====== RECORDED DATA

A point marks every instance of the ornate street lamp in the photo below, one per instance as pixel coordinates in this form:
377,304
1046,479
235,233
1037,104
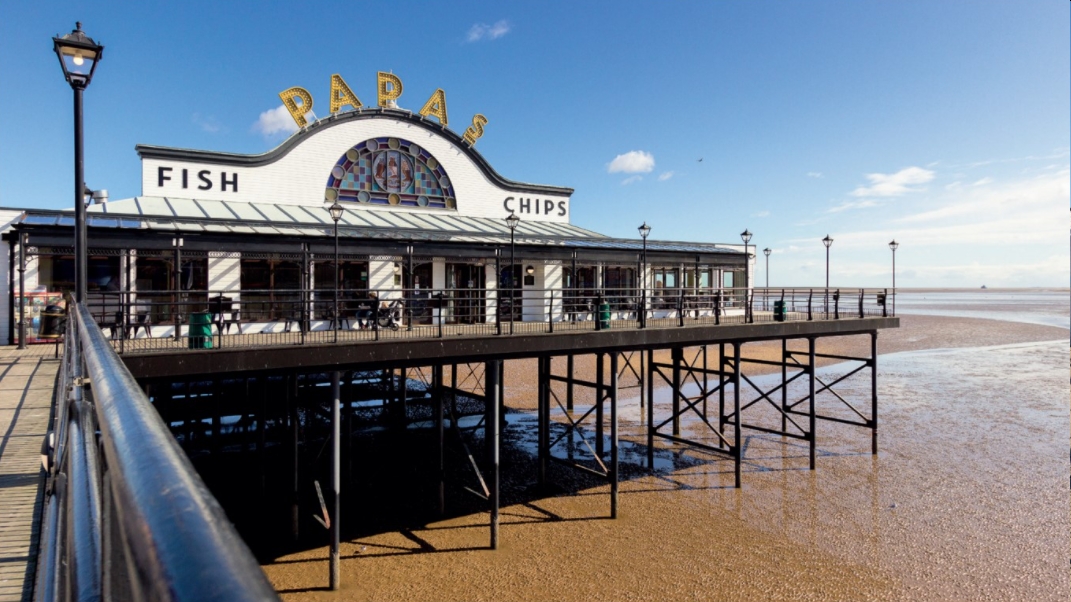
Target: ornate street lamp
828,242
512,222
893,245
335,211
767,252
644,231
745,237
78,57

============
====== RECORDED DATA

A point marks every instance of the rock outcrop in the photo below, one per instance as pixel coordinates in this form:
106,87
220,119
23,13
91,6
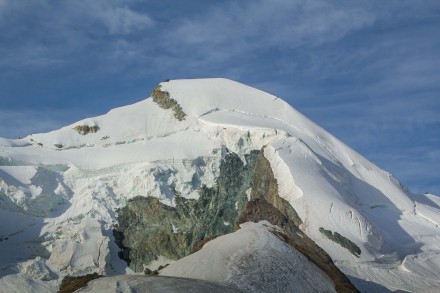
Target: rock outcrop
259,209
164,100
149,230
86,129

============

[TASK BRIEF]: Determine how many lines in the records above hold the word "instance", and answer with that number only.

[EXERCISE OUTPUT]: 2